Our mission team (minus two members), enjoying dinner after our hard work passing out flyers for our next fundraiser.

Joy and Amy are ready to drive to Honduras right now!

Sunday, May 11, 2014

The Good Fight: A Story About Abi

     When I left Honduras, I thought all of the surprises were over. I thought all of the challenges had been completed, and that I could live comfortably with my memories until July when I go back. I soon found out that that was not true when a baby we took to the hospital later died, and I am having to experience that feeling all over again today. Last night I was informed that one of the girls we met at the orphanage, named Abigail, has passed away.
     Abi had been battling cancer, but you would never know that from her attitude. She had one of the hardest lives imaginable, battling cancer at such a young age while living in an orphanage where she was probably not given all of the comfort and support she needed, and yet I can honestly say that she was one of the happiest people I have ever met. She was always smiling and positive and ready with a hug when I saw her. She had lost a leg and used crutches, and it did not seem to slow her down at all. She had accepted her circumstances and made the best of them, and never complained about all of the things that would have been so easy to complain about. Her attitude was an inspiration to me.

▶ [What to work on]
a - According to the passage about Abi, what illness had Abi been battling?
b - In the passage about Abi, rewrite the part that begins with "Our mission team" and ends with "Honduras right now!", using "leaflets" in place of "flyers".
c - Continue the passage about Abi past its final sentence.

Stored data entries
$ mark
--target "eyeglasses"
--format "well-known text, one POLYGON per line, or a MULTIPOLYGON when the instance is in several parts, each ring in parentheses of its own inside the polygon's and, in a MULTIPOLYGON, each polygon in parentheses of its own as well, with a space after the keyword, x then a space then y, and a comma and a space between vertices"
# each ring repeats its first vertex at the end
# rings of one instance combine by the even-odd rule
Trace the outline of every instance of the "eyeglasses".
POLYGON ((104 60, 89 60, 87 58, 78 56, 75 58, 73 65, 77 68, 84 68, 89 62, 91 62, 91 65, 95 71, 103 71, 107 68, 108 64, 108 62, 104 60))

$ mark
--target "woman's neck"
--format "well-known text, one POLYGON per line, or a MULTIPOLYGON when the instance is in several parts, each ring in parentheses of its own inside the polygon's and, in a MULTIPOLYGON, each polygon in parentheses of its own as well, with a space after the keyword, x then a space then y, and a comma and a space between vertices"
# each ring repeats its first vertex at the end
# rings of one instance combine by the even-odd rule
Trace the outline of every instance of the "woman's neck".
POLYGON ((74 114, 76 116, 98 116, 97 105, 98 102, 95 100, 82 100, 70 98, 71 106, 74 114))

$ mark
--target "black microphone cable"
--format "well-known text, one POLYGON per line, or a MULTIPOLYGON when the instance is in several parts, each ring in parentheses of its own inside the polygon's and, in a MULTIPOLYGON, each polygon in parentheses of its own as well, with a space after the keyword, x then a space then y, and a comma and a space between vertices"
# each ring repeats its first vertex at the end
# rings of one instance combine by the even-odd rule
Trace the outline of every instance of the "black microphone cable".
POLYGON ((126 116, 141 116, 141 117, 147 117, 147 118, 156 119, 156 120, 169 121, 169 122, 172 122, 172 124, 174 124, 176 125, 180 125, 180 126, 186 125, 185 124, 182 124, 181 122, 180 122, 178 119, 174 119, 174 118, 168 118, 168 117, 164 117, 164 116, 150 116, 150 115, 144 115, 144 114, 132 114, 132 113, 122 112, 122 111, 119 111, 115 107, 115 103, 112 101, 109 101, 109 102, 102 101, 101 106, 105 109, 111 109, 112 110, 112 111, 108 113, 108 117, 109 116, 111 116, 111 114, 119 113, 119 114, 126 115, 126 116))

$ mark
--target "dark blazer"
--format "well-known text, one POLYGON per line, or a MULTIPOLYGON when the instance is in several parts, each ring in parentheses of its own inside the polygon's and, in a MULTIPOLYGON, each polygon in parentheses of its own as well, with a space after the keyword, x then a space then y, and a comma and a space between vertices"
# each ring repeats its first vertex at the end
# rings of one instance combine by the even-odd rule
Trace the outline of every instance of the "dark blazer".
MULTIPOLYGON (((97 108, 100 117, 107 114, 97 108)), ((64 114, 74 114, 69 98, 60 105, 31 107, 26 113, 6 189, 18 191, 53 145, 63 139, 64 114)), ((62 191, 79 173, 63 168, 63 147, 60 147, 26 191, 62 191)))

--

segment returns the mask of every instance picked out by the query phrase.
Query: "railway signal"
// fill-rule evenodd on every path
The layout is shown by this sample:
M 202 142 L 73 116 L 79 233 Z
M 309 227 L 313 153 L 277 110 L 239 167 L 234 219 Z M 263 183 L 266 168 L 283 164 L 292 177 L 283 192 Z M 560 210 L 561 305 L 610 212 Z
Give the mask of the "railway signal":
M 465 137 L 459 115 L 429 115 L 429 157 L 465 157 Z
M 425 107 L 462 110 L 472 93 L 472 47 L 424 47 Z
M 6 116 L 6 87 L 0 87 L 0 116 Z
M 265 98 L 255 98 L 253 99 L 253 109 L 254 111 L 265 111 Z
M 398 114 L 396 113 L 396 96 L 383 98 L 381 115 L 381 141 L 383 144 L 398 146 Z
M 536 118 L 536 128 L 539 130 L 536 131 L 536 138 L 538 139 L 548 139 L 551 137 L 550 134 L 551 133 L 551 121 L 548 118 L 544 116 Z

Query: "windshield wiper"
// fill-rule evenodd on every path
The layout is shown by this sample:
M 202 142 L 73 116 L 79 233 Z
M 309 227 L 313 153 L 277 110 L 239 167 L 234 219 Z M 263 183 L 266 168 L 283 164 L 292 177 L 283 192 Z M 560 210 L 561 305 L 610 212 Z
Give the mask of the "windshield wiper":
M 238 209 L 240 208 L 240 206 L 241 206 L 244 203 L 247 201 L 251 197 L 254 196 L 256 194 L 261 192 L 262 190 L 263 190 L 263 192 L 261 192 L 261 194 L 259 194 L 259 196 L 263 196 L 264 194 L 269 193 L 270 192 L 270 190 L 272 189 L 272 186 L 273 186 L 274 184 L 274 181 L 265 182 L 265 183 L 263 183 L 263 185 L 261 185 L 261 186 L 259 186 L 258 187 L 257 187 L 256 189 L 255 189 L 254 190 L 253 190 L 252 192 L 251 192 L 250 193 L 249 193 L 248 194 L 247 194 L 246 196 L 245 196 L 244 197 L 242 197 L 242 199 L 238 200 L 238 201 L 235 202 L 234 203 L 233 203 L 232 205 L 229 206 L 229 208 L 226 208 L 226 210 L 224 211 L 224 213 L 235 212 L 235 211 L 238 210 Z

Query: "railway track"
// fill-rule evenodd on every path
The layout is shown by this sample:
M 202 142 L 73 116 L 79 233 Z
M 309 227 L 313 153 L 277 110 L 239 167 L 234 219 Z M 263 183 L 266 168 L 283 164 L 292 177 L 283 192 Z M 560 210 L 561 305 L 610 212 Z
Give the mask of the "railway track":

--

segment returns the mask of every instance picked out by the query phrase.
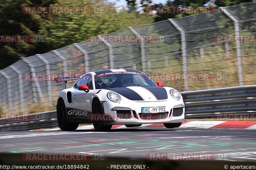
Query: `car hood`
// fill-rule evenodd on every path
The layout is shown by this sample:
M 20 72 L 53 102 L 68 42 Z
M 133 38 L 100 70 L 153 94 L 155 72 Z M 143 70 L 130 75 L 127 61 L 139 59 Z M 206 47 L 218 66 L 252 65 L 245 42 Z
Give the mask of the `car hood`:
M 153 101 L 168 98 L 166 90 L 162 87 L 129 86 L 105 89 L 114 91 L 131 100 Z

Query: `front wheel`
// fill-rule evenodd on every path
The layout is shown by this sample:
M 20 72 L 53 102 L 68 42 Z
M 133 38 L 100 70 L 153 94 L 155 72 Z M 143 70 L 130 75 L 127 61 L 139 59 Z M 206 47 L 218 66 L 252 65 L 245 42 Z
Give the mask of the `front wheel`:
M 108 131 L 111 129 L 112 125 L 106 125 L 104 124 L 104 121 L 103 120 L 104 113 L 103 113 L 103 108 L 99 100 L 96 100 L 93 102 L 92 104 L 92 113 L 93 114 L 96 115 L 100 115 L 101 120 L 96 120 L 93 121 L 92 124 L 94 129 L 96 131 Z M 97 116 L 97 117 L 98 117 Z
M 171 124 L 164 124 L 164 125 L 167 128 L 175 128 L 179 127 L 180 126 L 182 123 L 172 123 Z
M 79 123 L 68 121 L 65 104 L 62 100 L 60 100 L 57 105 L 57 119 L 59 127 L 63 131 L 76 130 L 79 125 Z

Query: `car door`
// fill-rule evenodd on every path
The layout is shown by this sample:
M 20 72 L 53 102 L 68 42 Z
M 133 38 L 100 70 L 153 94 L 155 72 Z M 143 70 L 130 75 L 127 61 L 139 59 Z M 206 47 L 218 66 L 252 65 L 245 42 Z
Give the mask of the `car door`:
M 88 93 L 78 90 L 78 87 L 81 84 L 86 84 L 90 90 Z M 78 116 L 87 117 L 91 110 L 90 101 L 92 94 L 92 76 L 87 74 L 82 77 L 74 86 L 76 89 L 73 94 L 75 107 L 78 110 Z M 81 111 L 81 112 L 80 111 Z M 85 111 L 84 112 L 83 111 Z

▶ [Answers]
a - Cancer.

b -
Our mission team (minus two members), enjoying dinner after our hard work passing out leaflets for our next fundraiser.

Joy and Amy are ready to drive to Honduras right now!

c -
     I know that I am supposed to be happy that Abi is in Heaven and is no longer suffering, and I am. But I am also very sad. I know what it feels like to lose a close friend, and I experienced something very close to that when I found out about Abi. I don't want to try to pretend that I understand this situation, because I really don't. Why would someone have to spend their whole life suffering, and then not even get to experience what it would be like to grow up and hopefully get out of the conditions she had to live in? Abi would have done such great things for her life, but all I can do now is try to accept the fact that this was God's plan for her. I know that she lived her short life with a happiness that some adults will never find, and I am sure that I am not the only person whose life she had an impact on. I don't have a way to tie all of this together with a pretty bow or attach some kind of moral to this tragic story. All I know is that I will always be grateful for what Abi taught me by living the way that she did.

Friday, May 9, 2014

Without a Mother

     Today as I was driving and listening to the radio, and then while I was in Wal-Mart, there where reminders of Mother's Day everywhere. There's nothing strange about that, because it's coming up very soon. But I kept having a weird feeling in my mind like I was forgetting something. I knew I hadn't forgotten about my mother, so I figured I was just frazzled from being in a crowded store. Eventually I got home, turned on my computer to write this blog, and everything clicked. I saw my Honduras pictures and realized that this holiday suddenly has a whole new meaning, because now I have met many children who do not have a mother. Some of them may have lost a mother to death, and some to abandonment and other various situations, but regardless of the reason, all of them are living as children without mothers. I'm not trying to say that they are not being taken care of at all. They have workers that do the best they can, but no one can fully replace a parent.
     They don't have someone to always kiss their scraped knees when they fall, or to make sure they are tucked comfortably into bed at the right time every night. Their basic needs are taken care of, but they don't know what it's like to have the special extra attention that a mother would probably give. No one is there to take pride in their accomplishments and console them in their sorrows. No one to worry about them and discipline them, and to love them unconditionally in the way mothers can. They don't have a mother to do for them all the things that my mother has always done for me, and thinking about that made me really sad.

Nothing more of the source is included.